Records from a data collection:
------------------------------------------------------------------------

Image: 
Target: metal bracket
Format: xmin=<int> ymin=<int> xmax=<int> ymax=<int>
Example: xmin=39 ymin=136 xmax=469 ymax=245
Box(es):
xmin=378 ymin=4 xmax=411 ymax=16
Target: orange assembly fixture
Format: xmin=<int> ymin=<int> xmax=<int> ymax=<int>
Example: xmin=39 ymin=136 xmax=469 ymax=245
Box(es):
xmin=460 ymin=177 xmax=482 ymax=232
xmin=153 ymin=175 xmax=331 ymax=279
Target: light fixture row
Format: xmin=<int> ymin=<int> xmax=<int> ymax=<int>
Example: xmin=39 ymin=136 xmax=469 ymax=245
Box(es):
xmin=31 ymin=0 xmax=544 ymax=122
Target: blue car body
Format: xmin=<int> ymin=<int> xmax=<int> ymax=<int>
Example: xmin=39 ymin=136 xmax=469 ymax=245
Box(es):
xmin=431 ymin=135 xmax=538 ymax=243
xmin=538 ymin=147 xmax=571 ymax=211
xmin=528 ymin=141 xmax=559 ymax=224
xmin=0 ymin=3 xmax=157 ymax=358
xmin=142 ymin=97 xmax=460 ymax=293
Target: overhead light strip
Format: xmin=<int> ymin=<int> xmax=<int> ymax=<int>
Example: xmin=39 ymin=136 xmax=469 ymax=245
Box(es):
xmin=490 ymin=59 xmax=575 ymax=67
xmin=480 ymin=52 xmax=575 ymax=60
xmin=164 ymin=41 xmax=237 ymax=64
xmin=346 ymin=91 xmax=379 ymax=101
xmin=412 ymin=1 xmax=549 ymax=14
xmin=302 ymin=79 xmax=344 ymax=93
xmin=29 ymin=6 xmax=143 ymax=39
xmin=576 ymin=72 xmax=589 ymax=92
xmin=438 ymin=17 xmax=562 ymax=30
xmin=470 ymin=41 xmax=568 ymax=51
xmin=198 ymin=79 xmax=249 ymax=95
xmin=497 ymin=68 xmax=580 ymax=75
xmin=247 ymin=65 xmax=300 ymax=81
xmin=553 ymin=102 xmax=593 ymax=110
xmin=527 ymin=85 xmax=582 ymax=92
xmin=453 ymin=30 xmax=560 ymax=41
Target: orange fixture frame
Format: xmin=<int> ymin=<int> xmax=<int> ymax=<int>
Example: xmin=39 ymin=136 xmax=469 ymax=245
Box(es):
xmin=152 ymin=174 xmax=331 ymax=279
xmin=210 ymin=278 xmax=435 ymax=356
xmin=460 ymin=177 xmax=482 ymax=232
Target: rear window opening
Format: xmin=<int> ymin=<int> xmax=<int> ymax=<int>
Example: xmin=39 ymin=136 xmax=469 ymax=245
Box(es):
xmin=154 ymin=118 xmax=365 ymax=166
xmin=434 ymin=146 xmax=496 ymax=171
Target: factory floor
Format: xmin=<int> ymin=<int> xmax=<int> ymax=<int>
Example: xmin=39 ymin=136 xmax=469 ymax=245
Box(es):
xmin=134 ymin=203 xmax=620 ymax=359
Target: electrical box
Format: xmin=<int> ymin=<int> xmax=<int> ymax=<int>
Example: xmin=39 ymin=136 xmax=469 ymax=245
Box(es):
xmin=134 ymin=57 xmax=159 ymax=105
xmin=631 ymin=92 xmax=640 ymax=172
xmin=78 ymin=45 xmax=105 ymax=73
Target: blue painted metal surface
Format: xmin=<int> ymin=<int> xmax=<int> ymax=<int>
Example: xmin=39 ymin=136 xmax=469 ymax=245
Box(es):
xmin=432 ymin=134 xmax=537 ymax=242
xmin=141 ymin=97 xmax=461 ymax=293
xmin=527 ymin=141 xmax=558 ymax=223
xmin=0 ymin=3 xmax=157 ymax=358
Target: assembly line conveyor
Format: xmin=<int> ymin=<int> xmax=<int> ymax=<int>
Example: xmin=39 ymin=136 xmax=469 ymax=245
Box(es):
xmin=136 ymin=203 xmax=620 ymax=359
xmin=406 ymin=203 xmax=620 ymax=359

------------------------------------------------------------------------

→ Task prompt
Please repeat every row above, unchanged.

→ Answer to the exercise
Image: 
Target: metal bracket
Format: xmin=<int> ymin=<int> xmax=<int> ymax=<int>
Example: xmin=39 ymin=136 xmax=469 ymax=245
Box(es):
xmin=378 ymin=4 xmax=411 ymax=16
Target: orange assembly fixture
Format: xmin=<int> ymin=<int> xmax=<int> ymax=<int>
Example: xmin=39 ymin=136 xmax=469 ymax=245
Box(es):
xmin=460 ymin=177 xmax=482 ymax=232
xmin=153 ymin=175 xmax=331 ymax=279
Target: light fixture row
Format: xmin=<int> ymin=<int> xmax=<int> ymax=<int>
Example: xmin=39 ymin=136 xmax=469 ymax=245
Box(es):
xmin=31 ymin=0 xmax=544 ymax=122
Target: blue car body
Format: xmin=<int> ymin=<int> xmax=<int> ymax=<int>
Example: xmin=39 ymin=136 xmax=469 ymax=245
Box(es):
xmin=431 ymin=135 xmax=538 ymax=243
xmin=538 ymin=147 xmax=571 ymax=211
xmin=528 ymin=141 xmax=559 ymax=224
xmin=0 ymin=3 xmax=157 ymax=358
xmin=142 ymin=97 xmax=460 ymax=293
Target: overhead light strip
Format: xmin=<int> ymin=<int> xmax=<int> ymax=<int>
Example: xmin=39 ymin=136 xmax=469 ymax=245
Box(es):
xmin=490 ymin=59 xmax=575 ymax=67
xmin=480 ymin=52 xmax=575 ymax=60
xmin=164 ymin=41 xmax=237 ymax=64
xmin=346 ymin=91 xmax=379 ymax=101
xmin=412 ymin=1 xmax=549 ymax=14
xmin=302 ymin=79 xmax=344 ymax=93
xmin=29 ymin=6 xmax=143 ymax=39
xmin=576 ymin=72 xmax=589 ymax=92
xmin=438 ymin=17 xmax=562 ymax=30
xmin=470 ymin=41 xmax=568 ymax=51
xmin=198 ymin=79 xmax=249 ymax=95
xmin=497 ymin=68 xmax=580 ymax=75
xmin=247 ymin=65 xmax=300 ymax=81
xmin=553 ymin=102 xmax=593 ymax=110
xmin=527 ymin=85 xmax=582 ymax=92
xmin=453 ymin=30 xmax=560 ymax=41
Target: orange fixture frame
Format: xmin=<int> ymin=<int> xmax=<int> ymax=<int>
Example: xmin=39 ymin=136 xmax=469 ymax=245
Box(es):
xmin=152 ymin=174 xmax=331 ymax=279
xmin=210 ymin=278 xmax=435 ymax=356
xmin=460 ymin=177 xmax=482 ymax=232
Target: rear window opening
Format: xmin=<int> ymin=<int> xmax=<int> ymax=<int>
Example: xmin=39 ymin=136 xmax=469 ymax=245
Box(es):
xmin=154 ymin=118 xmax=365 ymax=166
xmin=434 ymin=146 xmax=496 ymax=171
Target: factory floor
Format: xmin=<int> ymin=<int> xmax=<int> ymax=<int>
Example: xmin=39 ymin=136 xmax=469 ymax=245
Box(es):
xmin=134 ymin=203 xmax=620 ymax=359
Target: electrical box
Format: xmin=<int> ymin=<int> xmax=<int> ymax=<int>
Example: xmin=39 ymin=136 xmax=469 ymax=245
Box(es):
xmin=134 ymin=57 xmax=159 ymax=105
xmin=631 ymin=92 xmax=640 ymax=172
xmin=78 ymin=45 xmax=105 ymax=73
Target: blue painted metal surface
Format: xmin=<int> ymin=<int> xmax=<int> ymax=<int>
Example: xmin=39 ymin=136 xmax=469 ymax=245
Box(es):
xmin=432 ymin=134 xmax=537 ymax=242
xmin=141 ymin=97 xmax=461 ymax=293
xmin=527 ymin=141 xmax=558 ymax=223
xmin=0 ymin=3 xmax=157 ymax=358
Target: assembly line conveyor
Format: xmin=<int> ymin=<int> xmax=<int> ymax=<int>
Example: xmin=39 ymin=136 xmax=469 ymax=245
Box(es):
xmin=136 ymin=203 xmax=620 ymax=359
xmin=406 ymin=203 xmax=620 ymax=359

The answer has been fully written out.